Copy out all of the material below, line for line, and offset every coordinate in the answers by adding 54 to it.

AVAILABLE DATA:
☆ ☆ ☆ ☆ ☆ ☆ ☆

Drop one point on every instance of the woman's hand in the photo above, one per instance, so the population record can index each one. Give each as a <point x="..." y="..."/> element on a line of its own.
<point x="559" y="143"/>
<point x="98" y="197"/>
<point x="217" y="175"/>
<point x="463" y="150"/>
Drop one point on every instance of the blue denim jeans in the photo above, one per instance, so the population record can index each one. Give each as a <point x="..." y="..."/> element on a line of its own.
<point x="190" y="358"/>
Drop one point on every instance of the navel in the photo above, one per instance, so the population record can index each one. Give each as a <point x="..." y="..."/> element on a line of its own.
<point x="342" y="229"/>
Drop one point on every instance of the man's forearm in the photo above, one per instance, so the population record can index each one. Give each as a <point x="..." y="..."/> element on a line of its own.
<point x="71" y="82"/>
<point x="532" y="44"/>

☆ ☆ ☆ ☆ ☆ ☆ ☆

EXPECTED OUTPUT:
Drop one point on every instance of the woman's hand in the photo above, one per instance, so the population record can index each one. Give each as a <point x="..." y="..."/> element on a line of its own.
<point x="613" y="197"/>
<point x="152" y="251"/>
<point x="271" y="229"/>
<point x="517" y="204"/>
Drop one point on every instance of the blue denim jeans in the photo above, one per instance, so the population record can index each one. Give each as a <point x="..." y="..."/> element on a line of its own.
<point x="244" y="412"/>
Drop one point on every instance of the navel in the photo above, one per instance, so the population record can index each one. Give each as a <point x="..." y="..."/> element on a line of its own.
<point x="396" y="283"/>
Drop one point on every instance of the man's forearm in the photo above, one per instance, so the population record can index each one. Give each as a <point x="..." y="..."/> element on a line of its own.
<point x="125" y="136"/>
<point x="586" y="98"/>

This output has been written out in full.